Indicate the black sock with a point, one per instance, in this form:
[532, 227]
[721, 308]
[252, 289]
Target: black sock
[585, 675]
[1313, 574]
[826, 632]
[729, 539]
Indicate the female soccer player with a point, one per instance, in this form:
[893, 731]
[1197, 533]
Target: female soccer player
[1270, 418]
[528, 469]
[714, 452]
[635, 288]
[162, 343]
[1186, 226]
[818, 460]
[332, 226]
----------
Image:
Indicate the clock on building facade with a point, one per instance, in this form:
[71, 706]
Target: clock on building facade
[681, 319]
----------
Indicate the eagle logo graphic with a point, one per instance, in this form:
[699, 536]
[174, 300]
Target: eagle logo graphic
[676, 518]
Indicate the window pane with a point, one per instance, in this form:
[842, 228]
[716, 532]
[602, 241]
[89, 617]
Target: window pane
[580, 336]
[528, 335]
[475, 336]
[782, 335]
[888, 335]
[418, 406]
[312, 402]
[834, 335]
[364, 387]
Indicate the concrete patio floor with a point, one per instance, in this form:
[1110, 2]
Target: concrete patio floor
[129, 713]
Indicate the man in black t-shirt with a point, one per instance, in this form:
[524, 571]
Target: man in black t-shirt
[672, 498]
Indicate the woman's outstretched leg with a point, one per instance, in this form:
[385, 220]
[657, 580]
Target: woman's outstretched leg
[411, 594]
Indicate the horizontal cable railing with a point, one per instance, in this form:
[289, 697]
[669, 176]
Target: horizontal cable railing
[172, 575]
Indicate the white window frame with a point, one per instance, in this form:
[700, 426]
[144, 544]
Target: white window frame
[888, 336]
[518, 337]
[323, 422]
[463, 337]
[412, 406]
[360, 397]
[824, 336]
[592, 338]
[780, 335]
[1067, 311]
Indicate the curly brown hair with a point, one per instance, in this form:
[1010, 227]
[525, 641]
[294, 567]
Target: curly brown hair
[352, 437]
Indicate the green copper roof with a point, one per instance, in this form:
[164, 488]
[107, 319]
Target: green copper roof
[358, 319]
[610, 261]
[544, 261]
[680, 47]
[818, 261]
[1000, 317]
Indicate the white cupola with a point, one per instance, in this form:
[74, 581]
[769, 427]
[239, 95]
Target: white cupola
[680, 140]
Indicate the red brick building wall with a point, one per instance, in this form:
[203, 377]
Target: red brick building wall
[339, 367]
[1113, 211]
----------
Rescale the part that opens with the line containing "Indicate the white window" and closes with the line containing "[1113, 211]" by reproducing every line of it, with each coordinate in the points listed after each "Target:" line multiplied by 1.85 and rounded to a whole number (halves up). Keep all other lines, including the sample points, unchanged.

Indicate the white window frame with a point, one per instance, in this form:
[700, 426]
[144, 544]
Target: white window frame
[1643, 622]
[958, 623]
[598, 781]
[857, 623]
[762, 751]
[666, 734]
[1524, 622]
[1095, 625]
[1443, 620]
[1974, 575]
Indicate the curly brown hair with a point, one per instance, in this form:
[1010, 227]
[525, 641]
[294, 567]
Target: curly brown hair
[651, 808]
Indicate the green copper roof with a point, one per instance, in this form:
[164, 488]
[107, 319]
Target: green copper roof
[662, 590]
[1129, 483]
[1006, 483]
[1258, 87]
[1513, 483]
[1850, 586]
Indicate the white cupola with a point, one per instance, in this form:
[74, 581]
[769, 427]
[239, 95]
Target: white cupola
[1258, 259]
Indicate the red brick building wall with a point, one per instance, in this form:
[203, 377]
Target: red brick building wall
[627, 679]
[2059, 390]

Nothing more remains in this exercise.